_Exercise prompt_.
Gather every line of the data below that contains the string "girl". Matching is case-sensitive.

_Region annotation entries_.
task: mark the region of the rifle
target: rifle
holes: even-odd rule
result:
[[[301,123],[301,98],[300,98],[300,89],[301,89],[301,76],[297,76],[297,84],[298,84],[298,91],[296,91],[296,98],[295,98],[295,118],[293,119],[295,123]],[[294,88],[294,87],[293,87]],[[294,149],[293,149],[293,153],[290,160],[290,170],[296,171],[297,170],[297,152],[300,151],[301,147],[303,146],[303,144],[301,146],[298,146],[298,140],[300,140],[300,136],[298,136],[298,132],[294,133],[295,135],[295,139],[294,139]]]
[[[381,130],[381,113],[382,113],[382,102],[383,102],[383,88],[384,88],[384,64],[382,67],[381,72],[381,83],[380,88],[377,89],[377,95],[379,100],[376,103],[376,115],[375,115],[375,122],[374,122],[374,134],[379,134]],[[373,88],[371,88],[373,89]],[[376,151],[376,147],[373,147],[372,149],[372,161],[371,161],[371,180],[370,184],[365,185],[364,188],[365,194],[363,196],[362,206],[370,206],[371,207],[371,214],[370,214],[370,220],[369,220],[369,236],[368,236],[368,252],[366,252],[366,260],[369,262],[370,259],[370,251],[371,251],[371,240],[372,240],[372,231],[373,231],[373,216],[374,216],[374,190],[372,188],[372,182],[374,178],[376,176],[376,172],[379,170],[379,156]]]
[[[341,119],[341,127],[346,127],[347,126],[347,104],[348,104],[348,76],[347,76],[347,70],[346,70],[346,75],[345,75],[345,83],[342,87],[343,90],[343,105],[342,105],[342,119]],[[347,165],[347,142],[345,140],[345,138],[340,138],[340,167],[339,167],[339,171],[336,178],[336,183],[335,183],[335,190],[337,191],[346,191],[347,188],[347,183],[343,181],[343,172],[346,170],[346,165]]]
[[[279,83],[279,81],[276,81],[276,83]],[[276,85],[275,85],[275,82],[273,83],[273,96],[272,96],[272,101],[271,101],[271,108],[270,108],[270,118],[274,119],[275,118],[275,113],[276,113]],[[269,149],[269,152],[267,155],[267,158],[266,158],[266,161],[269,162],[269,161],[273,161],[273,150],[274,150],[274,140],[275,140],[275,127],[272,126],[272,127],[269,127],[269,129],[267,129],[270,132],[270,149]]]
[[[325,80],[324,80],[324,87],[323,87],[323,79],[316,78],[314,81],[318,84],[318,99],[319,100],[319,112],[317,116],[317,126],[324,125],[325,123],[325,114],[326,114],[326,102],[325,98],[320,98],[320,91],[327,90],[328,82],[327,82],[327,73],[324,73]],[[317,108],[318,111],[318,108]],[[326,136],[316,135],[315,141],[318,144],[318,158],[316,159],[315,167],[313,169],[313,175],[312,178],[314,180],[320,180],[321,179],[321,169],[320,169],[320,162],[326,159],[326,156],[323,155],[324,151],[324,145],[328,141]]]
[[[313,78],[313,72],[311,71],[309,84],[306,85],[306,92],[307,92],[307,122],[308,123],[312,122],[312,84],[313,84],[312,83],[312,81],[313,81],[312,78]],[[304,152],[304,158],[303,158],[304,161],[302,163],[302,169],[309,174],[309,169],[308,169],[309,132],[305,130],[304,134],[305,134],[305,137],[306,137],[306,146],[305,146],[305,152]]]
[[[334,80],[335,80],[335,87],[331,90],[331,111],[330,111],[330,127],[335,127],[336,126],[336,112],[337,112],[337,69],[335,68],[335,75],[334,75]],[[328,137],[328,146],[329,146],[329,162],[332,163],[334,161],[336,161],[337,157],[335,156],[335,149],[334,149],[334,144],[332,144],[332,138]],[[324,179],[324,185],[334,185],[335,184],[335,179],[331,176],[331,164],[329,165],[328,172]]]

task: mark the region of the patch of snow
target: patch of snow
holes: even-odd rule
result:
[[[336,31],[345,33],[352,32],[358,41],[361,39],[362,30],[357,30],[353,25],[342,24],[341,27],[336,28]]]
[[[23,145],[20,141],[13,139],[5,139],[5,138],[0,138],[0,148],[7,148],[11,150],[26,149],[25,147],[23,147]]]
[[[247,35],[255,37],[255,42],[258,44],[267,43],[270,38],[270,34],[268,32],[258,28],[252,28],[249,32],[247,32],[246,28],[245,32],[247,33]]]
==
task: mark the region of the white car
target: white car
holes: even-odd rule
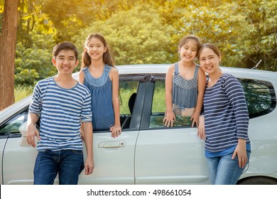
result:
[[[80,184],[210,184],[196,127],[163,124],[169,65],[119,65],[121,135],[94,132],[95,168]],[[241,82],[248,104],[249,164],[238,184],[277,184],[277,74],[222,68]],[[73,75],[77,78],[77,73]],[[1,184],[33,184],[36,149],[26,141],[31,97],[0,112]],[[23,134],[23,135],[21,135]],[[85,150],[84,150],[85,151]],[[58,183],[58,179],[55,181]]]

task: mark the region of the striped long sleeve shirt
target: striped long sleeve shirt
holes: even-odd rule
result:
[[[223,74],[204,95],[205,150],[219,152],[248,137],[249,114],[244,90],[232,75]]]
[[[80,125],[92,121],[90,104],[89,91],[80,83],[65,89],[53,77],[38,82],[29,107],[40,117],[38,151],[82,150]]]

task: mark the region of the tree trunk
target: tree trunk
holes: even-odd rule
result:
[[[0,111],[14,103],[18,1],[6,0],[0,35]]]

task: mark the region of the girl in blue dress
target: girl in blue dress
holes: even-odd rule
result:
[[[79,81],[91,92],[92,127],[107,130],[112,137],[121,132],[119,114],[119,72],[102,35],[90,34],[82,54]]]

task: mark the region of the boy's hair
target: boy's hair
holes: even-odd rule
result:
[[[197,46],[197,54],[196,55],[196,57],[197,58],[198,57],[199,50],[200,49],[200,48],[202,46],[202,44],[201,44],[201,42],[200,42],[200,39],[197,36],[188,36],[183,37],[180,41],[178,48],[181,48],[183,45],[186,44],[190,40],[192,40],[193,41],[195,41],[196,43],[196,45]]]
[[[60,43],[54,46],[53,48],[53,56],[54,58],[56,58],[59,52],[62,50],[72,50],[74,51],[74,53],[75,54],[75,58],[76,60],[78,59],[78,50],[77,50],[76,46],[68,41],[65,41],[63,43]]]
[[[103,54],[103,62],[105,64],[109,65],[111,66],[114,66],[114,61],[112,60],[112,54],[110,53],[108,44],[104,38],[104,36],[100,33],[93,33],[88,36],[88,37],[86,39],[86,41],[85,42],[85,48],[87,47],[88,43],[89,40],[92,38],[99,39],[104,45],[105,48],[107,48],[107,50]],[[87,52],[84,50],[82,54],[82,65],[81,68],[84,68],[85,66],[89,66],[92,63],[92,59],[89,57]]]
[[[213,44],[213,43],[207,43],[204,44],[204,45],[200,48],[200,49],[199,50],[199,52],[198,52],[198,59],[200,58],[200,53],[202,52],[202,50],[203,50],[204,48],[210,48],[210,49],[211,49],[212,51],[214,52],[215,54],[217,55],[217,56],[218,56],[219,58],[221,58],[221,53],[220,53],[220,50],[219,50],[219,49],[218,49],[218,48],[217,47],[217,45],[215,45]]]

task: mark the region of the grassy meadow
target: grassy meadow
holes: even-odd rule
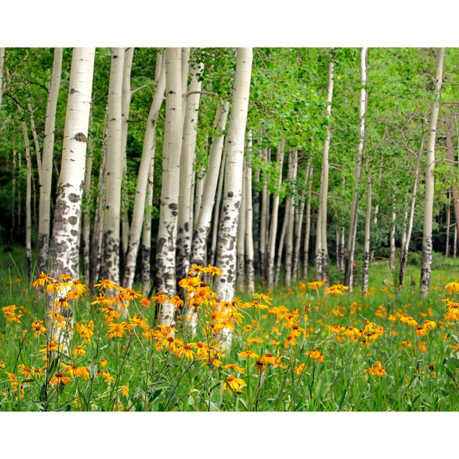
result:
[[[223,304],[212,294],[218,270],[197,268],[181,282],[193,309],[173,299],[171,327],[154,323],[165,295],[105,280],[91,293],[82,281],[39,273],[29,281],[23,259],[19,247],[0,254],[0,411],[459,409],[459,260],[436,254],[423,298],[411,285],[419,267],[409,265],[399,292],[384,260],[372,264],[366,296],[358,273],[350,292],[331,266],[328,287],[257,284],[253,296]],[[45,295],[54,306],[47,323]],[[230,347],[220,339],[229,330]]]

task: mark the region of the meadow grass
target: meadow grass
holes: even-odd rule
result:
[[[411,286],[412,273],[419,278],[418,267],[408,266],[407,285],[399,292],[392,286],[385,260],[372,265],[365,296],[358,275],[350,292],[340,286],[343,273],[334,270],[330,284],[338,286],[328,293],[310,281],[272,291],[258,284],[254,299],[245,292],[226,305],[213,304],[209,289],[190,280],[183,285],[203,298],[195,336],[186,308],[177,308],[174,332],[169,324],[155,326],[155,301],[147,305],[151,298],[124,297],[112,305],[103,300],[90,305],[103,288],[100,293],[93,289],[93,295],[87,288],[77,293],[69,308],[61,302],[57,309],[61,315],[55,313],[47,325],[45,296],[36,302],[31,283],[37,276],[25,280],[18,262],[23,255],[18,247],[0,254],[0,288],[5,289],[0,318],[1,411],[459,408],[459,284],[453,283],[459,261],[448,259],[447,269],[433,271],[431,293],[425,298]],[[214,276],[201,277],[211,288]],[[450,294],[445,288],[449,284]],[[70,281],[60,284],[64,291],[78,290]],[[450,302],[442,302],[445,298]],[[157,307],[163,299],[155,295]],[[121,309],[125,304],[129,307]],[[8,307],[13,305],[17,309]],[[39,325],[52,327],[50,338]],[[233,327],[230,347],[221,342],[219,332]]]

_Exercise solution_.
task: mark the region of the girl in blue dress
target: girl in blue dress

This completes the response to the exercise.